TRECHO PARA LER
►

Livro em Foco

UM NOVO CAMINHO PARA O BRASIL

Este é um livro que tem como objetivo contribuir para um debate fundamental sobre o futuro do nosso país. No entanto, não se repete aqui aquelas velhas narrativas sobre o atraso do Brasil, bem ao estilo melancólico que resta paralisado diante da influência da colonização ibérica, nem mesmo copiam-se modelos europeus ou americanos que, supostamente, permitiriam uma solução efetiva nos nossos problemas institucionais. Modelos ideais não podem existir, de tal forma que o que nos resta é lutar por mudanças gradativas, fruto de um diagnóstico rigoroso acerca das especificidades históricas que impedem o eficiente e democrático funcionamento de nossas instituições.

◄

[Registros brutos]
►

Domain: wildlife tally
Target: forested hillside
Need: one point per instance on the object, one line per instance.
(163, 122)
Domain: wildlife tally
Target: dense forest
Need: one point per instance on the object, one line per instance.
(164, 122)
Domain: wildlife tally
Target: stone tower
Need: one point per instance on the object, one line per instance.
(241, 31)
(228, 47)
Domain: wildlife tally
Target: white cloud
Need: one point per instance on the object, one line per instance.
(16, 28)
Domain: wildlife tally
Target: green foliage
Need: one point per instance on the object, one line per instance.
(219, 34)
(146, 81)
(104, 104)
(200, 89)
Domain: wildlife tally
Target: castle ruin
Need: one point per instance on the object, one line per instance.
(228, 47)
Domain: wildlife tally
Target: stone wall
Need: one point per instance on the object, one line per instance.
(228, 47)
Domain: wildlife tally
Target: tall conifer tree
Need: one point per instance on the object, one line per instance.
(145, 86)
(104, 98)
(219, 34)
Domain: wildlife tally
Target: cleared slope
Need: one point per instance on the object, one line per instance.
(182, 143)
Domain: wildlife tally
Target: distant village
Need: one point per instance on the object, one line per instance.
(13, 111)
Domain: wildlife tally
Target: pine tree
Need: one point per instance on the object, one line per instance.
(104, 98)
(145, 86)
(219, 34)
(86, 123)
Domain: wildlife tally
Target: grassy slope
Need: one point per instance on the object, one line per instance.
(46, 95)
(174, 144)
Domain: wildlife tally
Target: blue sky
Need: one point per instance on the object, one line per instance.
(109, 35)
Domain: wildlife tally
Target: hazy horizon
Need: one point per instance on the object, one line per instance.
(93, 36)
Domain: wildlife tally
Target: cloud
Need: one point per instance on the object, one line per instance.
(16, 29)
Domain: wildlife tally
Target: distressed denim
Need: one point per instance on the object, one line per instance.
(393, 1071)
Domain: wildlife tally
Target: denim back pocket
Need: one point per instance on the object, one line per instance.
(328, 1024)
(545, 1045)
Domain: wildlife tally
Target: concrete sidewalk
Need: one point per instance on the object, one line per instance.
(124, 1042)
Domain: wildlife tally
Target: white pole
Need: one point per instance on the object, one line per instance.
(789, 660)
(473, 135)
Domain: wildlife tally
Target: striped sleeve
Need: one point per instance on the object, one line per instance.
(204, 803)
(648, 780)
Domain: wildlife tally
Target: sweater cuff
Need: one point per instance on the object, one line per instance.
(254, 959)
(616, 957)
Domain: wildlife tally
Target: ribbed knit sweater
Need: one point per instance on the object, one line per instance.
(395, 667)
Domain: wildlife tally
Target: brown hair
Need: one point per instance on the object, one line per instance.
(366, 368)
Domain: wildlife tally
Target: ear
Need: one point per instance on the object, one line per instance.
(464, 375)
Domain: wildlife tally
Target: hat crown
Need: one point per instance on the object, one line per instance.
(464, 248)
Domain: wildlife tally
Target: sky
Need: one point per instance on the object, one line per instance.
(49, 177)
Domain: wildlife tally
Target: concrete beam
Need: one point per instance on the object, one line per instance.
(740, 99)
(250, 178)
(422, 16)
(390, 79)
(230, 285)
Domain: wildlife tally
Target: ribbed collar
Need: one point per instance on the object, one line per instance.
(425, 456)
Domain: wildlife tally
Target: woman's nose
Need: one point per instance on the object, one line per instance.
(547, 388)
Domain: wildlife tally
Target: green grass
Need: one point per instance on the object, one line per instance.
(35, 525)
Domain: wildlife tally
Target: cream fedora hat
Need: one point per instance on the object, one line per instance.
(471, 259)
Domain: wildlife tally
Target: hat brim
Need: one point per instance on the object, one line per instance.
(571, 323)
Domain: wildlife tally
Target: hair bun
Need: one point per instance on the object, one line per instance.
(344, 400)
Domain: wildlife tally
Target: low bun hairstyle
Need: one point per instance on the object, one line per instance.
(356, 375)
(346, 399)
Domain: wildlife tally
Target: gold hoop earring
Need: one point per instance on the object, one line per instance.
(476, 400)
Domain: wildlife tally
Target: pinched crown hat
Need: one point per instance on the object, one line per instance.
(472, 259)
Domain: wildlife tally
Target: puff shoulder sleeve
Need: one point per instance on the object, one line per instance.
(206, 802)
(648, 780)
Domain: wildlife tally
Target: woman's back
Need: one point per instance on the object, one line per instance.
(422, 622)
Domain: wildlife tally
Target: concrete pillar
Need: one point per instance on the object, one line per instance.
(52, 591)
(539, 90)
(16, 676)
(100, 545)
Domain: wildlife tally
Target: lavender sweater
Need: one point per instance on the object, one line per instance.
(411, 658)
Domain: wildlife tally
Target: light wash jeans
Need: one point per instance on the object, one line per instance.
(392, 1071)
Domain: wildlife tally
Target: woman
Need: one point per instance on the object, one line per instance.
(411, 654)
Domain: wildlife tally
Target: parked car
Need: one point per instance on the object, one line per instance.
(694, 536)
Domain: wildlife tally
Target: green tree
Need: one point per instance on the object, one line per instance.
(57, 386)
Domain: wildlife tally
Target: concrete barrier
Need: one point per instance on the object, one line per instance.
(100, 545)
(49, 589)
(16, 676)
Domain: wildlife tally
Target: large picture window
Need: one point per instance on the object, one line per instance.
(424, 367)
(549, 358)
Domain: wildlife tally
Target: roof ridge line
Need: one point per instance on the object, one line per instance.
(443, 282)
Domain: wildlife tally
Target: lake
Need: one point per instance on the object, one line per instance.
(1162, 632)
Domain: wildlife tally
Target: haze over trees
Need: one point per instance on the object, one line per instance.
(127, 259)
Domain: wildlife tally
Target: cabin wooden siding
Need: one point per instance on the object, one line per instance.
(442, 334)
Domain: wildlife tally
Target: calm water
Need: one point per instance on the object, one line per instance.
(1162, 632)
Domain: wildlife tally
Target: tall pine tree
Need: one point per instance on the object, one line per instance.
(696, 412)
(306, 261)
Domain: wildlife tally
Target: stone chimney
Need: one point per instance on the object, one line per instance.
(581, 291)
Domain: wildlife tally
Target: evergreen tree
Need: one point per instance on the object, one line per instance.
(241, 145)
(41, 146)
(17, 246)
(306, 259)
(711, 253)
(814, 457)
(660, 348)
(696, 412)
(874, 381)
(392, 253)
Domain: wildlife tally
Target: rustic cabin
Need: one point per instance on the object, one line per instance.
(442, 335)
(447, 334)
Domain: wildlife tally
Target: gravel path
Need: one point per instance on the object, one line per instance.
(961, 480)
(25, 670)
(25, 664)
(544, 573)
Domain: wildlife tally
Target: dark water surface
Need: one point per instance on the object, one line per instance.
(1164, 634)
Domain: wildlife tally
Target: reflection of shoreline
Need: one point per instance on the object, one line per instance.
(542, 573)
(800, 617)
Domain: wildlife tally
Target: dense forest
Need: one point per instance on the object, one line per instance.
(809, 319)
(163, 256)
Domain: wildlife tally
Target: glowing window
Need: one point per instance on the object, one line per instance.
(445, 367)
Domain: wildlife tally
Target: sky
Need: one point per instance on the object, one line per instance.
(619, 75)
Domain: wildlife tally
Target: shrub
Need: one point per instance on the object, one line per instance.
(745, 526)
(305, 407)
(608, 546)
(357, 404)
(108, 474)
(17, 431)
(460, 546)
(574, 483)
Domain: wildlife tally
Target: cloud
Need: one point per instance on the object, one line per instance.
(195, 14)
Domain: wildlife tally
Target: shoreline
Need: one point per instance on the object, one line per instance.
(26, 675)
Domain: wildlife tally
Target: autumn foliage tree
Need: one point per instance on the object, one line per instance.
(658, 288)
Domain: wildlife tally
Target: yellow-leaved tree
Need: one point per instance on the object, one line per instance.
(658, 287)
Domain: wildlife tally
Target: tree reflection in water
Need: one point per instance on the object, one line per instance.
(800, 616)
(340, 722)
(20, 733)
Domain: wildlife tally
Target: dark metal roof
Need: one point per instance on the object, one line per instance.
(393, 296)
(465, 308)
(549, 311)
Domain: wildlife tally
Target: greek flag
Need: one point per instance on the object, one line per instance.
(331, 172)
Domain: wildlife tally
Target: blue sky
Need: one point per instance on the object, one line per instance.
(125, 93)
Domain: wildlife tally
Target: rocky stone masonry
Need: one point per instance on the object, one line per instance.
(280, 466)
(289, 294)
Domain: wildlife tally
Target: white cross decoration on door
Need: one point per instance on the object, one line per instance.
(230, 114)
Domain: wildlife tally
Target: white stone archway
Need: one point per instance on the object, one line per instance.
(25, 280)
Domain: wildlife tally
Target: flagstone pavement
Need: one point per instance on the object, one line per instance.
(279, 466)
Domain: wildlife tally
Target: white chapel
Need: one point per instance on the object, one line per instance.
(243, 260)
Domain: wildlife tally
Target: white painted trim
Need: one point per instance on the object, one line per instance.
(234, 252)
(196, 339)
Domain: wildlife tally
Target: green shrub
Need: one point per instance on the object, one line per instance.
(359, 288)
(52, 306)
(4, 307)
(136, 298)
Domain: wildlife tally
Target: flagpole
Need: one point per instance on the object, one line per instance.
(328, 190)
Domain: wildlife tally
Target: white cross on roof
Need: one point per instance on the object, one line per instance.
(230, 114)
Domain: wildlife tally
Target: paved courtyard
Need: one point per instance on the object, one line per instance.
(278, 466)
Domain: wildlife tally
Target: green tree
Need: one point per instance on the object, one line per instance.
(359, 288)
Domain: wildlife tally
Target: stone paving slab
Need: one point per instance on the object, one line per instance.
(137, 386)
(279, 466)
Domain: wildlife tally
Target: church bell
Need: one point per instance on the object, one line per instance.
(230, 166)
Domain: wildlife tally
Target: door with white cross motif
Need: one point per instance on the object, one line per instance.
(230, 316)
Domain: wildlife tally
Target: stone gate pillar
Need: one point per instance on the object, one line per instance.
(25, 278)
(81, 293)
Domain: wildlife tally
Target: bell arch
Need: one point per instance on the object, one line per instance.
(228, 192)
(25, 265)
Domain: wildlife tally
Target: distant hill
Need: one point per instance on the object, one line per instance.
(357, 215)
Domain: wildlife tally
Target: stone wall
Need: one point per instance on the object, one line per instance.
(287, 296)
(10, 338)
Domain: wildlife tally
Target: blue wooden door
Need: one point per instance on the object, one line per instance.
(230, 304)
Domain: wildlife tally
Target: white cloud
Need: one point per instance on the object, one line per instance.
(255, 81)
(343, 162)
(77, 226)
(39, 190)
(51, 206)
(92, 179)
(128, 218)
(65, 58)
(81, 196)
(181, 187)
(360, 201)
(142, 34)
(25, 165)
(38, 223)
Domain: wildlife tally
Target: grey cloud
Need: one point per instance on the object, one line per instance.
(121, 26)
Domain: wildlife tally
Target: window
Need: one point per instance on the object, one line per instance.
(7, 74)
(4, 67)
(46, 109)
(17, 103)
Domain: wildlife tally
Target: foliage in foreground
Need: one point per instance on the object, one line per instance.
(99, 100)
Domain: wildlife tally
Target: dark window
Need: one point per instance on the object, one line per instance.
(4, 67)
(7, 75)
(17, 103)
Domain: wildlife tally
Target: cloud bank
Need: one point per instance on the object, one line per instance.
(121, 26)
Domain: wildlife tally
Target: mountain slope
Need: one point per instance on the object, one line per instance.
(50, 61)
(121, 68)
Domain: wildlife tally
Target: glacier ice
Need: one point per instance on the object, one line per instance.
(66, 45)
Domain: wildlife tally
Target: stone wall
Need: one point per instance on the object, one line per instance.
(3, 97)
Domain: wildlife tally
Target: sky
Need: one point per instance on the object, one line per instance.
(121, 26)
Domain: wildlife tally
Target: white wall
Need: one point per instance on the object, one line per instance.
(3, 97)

◄

Troque "mudanças gradativas" por "mudanças graduais" e escreva de novo a parte do trecho para ler que vai de "Este é um livro" até "de nossas instituições.".

RESPOSTA DO EXERCÍCIO
Este é um livro que tem como objetivo contribuir para um debate fundamental sobre o futuro do nosso país. No entanto, não se repete aqui aquelas velhas narrativas sobre o atraso do Brasil, bem ao estilo melancólico que resta paralisado diante da influência da colonização ibérica, nem mesmo copiam-se modelos europeus ou americanos que, supostamente, permitiriam uma solução efetiva nos nossos problemas institucionais. Modelos ideais não podem existir, de tal forma que o que nos resta é lutar por mudanças graduais, fruto de um diagnóstico rigoroso acerca das especificidades históricas que impedem o eficiente e democrático funcionamento de nossas instituições.